**Exercise materials**
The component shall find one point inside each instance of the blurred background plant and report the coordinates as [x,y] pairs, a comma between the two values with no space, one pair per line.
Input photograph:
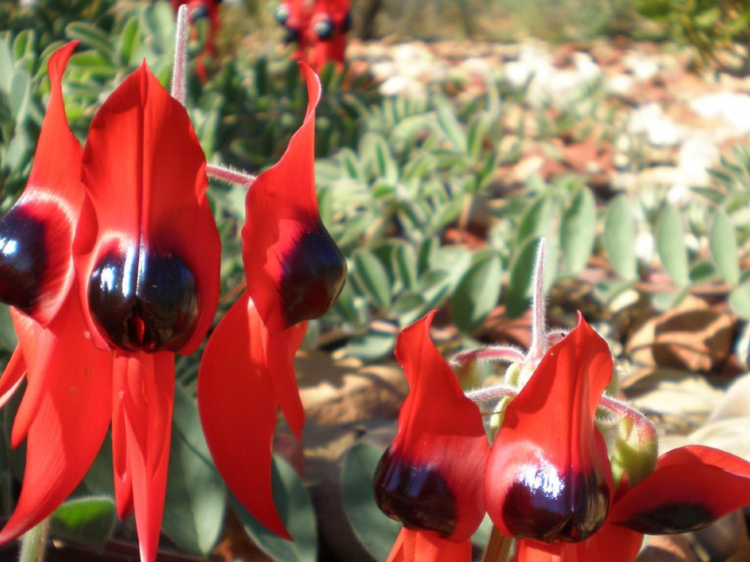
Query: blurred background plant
[437,200]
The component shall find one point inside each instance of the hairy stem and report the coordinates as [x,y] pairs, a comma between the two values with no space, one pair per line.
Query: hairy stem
[179,74]
[34,543]
[229,176]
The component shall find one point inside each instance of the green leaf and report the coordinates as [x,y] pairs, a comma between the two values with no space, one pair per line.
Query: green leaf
[130,42]
[372,278]
[8,338]
[405,265]
[518,293]
[739,301]
[477,293]
[375,531]
[536,219]
[88,520]
[723,244]
[670,243]
[196,499]
[20,92]
[296,510]
[578,231]
[619,238]
[91,36]
[450,126]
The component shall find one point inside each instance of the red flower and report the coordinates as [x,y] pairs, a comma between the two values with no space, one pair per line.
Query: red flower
[431,477]
[549,482]
[319,29]
[294,272]
[98,343]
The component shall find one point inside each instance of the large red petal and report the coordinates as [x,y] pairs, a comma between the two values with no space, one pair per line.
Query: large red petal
[548,476]
[238,404]
[690,488]
[432,475]
[70,422]
[147,394]
[36,234]
[145,177]
[610,543]
[294,269]
[12,376]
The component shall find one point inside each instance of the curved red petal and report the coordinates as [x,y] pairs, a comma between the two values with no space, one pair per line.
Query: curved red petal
[36,234]
[147,234]
[294,269]
[610,543]
[71,421]
[548,476]
[682,495]
[121,472]
[238,405]
[144,384]
[12,376]
[432,475]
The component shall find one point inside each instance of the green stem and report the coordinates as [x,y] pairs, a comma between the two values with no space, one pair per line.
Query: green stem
[34,543]
[498,548]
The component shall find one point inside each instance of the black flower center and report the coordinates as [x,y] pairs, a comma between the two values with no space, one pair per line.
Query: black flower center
[144,302]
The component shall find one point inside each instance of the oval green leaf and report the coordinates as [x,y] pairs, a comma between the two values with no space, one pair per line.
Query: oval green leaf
[578,231]
[619,238]
[670,244]
[723,244]
[477,293]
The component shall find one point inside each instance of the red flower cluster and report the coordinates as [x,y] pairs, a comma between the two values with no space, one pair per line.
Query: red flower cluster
[547,480]
[110,260]
[319,29]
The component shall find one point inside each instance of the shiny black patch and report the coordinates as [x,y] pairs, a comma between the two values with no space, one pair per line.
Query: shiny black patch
[24,259]
[417,496]
[314,274]
[544,507]
[671,518]
[149,305]
[282,14]
[324,29]
[291,35]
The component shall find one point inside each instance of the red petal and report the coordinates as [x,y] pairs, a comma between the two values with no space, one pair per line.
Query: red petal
[37,233]
[294,269]
[690,488]
[145,176]
[238,404]
[12,376]
[610,543]
[548,476]
[144,383]
[70,422]
[122,478]
[413,546]
[432,475]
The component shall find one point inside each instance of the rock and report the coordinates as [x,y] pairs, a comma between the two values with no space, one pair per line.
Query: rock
[667,549]
[659,129]
[692,337]
[733,108]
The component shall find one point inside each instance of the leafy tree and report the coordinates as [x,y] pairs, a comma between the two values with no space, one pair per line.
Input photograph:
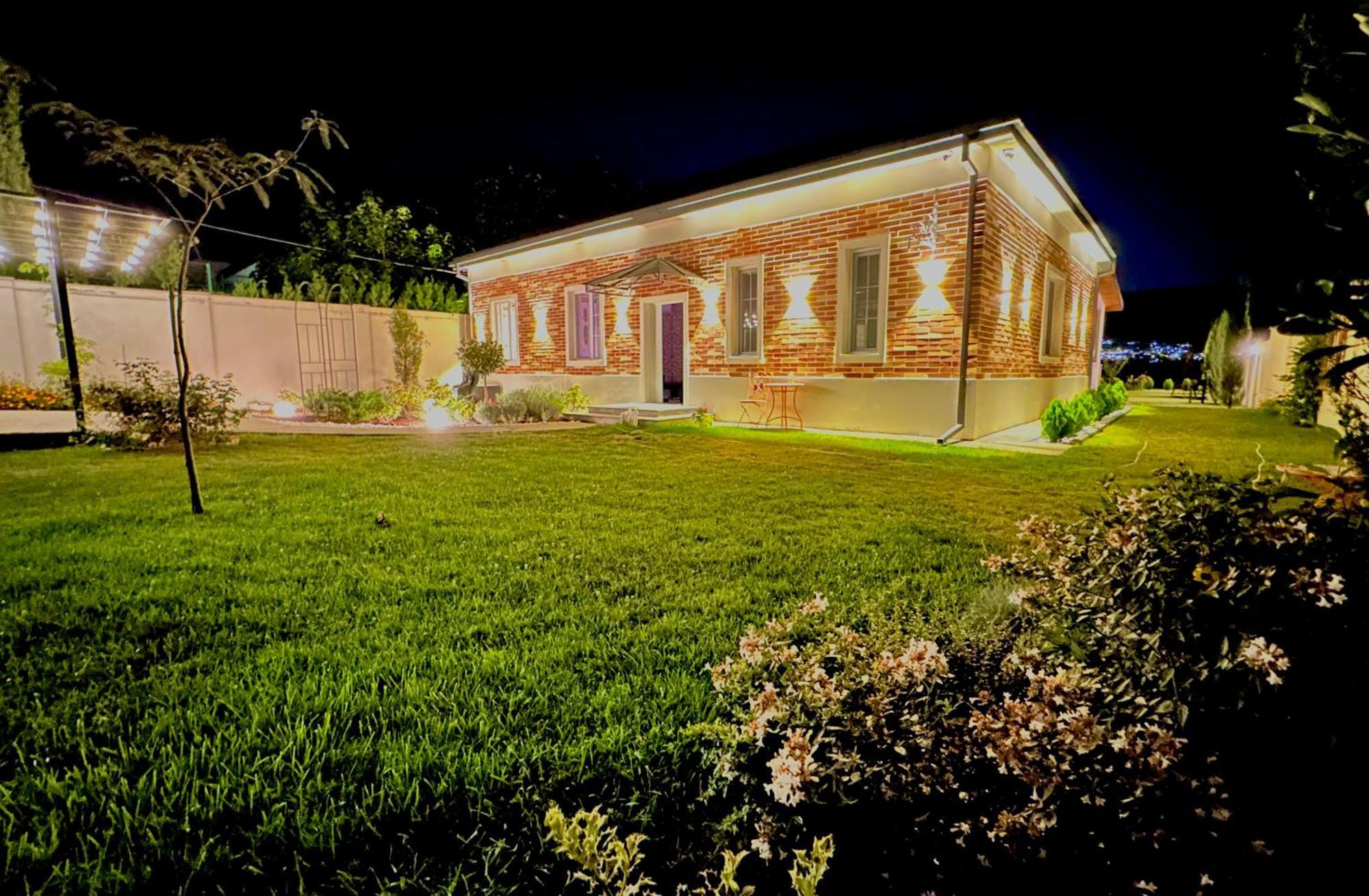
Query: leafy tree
[480,359]
[379,255]
[1222,362]
[203,176]
[1334,68]
[409,347]
[1303,402]
[14,166]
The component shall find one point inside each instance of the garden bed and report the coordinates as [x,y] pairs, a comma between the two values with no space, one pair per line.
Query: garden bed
[305,426]
[1097,426]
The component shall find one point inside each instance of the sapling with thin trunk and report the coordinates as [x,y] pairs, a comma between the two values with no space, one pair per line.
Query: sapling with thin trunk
[203,176]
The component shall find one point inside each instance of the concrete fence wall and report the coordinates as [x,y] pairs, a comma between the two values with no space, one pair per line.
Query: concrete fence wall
[261,342]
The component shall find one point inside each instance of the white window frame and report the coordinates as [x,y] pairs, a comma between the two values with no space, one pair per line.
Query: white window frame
[511,357]
[730,316]
[572,361]
[1053,276]
[847,251]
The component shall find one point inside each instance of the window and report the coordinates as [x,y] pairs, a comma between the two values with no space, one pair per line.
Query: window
[745,310]
[504,327]
[1053,316]
[863,298]
[584,328]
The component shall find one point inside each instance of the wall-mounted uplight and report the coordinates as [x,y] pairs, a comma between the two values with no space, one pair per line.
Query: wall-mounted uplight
[711,316]
[799,288]
[621,325]
[540,332]
[933,272]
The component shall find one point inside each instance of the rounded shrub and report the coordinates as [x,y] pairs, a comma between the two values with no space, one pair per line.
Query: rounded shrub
[1058,422]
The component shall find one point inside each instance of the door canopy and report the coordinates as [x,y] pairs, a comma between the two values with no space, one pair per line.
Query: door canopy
[652,272]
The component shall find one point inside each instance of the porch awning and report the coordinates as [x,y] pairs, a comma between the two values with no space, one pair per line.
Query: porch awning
[1111,292]
[651,272]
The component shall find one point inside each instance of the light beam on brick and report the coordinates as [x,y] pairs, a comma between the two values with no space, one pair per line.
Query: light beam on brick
[711,316]
[797,290]
[933,273]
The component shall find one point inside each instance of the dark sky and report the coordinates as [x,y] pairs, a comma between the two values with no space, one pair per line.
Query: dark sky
[1167,118]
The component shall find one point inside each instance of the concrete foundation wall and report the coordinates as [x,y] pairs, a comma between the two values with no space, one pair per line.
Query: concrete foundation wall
[999,403]
[255,340]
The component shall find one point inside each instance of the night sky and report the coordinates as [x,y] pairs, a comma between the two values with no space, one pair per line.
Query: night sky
[1167,118]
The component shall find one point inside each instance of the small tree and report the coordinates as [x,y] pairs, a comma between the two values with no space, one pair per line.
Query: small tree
[1222,365]
[481,359]
[409,347]
[205,175]
[14,166]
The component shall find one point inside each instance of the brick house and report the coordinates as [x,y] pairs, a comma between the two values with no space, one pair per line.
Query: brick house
[851,276]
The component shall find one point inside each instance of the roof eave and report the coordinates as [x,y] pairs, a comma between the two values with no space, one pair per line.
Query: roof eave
[755,187]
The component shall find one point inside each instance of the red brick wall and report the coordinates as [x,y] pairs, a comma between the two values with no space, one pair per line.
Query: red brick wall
[1010,344]
[918,343]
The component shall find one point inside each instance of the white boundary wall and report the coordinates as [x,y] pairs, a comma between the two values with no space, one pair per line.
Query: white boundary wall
[253,339]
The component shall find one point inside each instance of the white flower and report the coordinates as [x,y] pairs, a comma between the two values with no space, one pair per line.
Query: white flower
[1266,656]
[791,769]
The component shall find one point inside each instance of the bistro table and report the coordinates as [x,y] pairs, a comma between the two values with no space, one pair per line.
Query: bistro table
[784,402]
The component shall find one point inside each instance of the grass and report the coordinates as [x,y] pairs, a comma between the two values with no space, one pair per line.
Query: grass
[284,695]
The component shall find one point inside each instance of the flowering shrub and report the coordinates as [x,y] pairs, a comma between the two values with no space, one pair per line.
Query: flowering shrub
[146,406]
[574,400]
[20,396]
[1107,724]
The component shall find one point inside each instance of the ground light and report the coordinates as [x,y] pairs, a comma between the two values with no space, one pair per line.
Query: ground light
[436,415]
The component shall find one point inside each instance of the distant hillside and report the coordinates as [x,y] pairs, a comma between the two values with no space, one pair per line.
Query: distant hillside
[1184,314]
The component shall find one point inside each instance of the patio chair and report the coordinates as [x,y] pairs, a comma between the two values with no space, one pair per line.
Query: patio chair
[755,402]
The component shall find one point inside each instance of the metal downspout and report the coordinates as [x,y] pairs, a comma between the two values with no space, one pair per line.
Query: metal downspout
[969,295]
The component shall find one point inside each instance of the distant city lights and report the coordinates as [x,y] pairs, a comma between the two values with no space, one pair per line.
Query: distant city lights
[1148,353]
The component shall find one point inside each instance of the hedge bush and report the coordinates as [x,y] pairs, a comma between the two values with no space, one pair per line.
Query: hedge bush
[1066,418]
[144,406]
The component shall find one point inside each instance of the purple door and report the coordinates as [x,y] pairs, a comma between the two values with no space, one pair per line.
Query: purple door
[673,353]
[588,336]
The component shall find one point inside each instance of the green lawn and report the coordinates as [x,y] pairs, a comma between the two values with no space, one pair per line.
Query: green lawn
[287,695]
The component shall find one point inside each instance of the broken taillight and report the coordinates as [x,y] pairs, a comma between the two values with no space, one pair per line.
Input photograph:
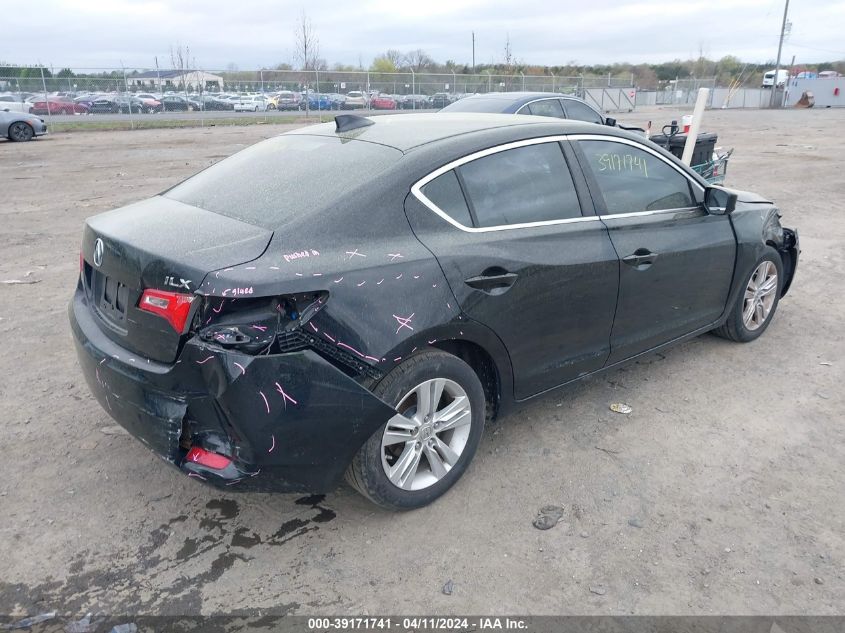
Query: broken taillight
[206,458]
[172,306]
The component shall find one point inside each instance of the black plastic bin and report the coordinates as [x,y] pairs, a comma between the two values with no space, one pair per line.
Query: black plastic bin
[704,146]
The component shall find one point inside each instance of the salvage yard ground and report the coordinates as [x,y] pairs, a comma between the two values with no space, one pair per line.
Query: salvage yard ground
[722,492]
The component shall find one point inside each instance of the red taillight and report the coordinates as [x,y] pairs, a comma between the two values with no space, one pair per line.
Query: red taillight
[207,458]
[173,306]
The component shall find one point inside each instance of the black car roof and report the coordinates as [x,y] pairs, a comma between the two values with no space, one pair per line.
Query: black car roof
[407,131]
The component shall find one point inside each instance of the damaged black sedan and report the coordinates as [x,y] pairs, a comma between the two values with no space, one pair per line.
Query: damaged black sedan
[359,298]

**Work to complete**
The line that contains "of the purple" begins the part to retype, and the last line of the records above ends it. Retype both and everything between, exactly, without the pictures.

**Result**
The component shall find one point inside each instance of the purple door and report the coordinates as [x,y] pairs, a comma between the two values with no space, one pair per line.
Query: purple door
[673,353]
[588,336]
The component shall find one point inside each instance of the green lawn and report the coordinates as [x,y] pairs, a comma between the two values with no space, one pair per line.
Query: green lawn
[287,695]
The component shall find one point inside each instance of the broken taillight and report the coordinates as [x,y] pairs, a comma between the two values with no space, one pair per line.
Input photograph:
Query: broken taillight
[206,458]
[172,306]
The component shall find one point inside each instance of the black plastic bin and report the coordinates as [x,y] pairs, a comma between the two values with no space, one pair per line.
Query: black plastic bin
[704,146]
The component shall find one point inside each instance of the salvage yard ground and report the coordinates as [x,y] pairs, a comma between the two values with no space, one pair per line.
Query: salvage yard ground
[722,492]
The component shall find one point inside each instance of the red taillight and report the coordinates as [x,y] pairs, a comma between the two values with no space, one pair per line.
Query: red taillight
[207,458]
[173,306]
The component shall find one point inside each instance of the black car roof and report the coordinates as [x,y] pairs, a comma between the two values with no space, one pair per line.
Query: black car roof
[407,131]
The component shall find one point inside each instance of the damaged black sedan and report the coordinates as [x,y] pairs, a comma between the two values with no space, one pair per line.
Query: damaged black sedan
[359,298]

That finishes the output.